- **Exercise input**:
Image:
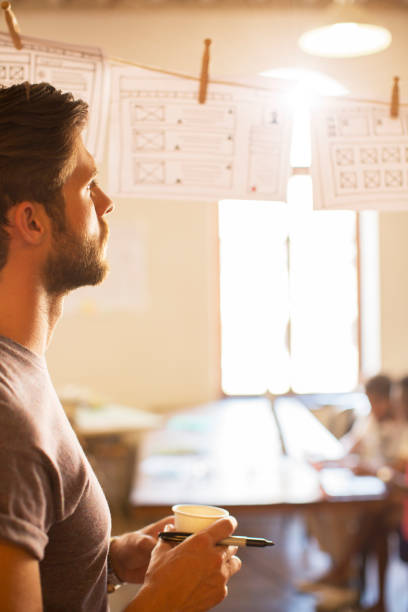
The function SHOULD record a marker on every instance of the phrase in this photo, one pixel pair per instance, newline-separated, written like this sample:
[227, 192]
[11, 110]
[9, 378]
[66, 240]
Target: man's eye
[91, 185]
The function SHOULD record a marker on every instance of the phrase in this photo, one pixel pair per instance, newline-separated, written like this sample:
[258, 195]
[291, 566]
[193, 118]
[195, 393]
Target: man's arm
[20, 585]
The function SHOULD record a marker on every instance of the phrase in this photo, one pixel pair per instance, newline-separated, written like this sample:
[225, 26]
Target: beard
[75, 261]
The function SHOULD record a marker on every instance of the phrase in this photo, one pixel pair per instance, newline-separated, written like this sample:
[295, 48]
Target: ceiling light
[346, 36]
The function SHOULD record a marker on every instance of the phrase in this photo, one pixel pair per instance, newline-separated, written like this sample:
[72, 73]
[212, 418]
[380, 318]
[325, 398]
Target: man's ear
[29, 221]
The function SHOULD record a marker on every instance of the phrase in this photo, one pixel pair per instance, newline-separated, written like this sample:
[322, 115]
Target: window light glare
[308, 80]
[345, 40]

- **Work required**: Reproduce each line of the records exactly and exclude any images.

- **Answer below**:
Image:
The function SHOULD record a marker on every instance of the phrase in this photo, one pixel pair per instance, newline-separated, written like this sample:
[227, 192]
[11, 110]
[9, 378]
[66, 240]
Target: man's eye
[91, 185]
The function SHOULD record a marker on every instance of the phrase in this photo, one pixel pair per instance, newline-separated, written like this sample:
[258, 195]
[291, 566]
[193, 118]
[195, 393]
Target: man's arm
[20, 585]
The function SHOULD record a marker on every instance of the phrase in this photo, one pixel pair per instance, newline-separated, written like this sample:
[225, 26]
Target: beard
[75, 261]
The function SHOULD record a marker on every instance of the phrase in this photo, one pixel pair per instance, newline-separated, written like this sample:
[295, 48]
Target: ceiling light
[346, 36]
The function SHOULD record a marker on every instance of the phrase in this photo, one pixel pair per instance, newline-separated, written like this sample:
[72, 73]
[212, 418]
[380, 318]
[325, 398]
Target: man's ear
[29, 221]
The function SHOULD record a marker on every instance of the phrase in this photo, one pixel pair per instance, newline-separated, written like this sample:
[322, 115]
Target: window light glare
[308, 80]
[345, 40]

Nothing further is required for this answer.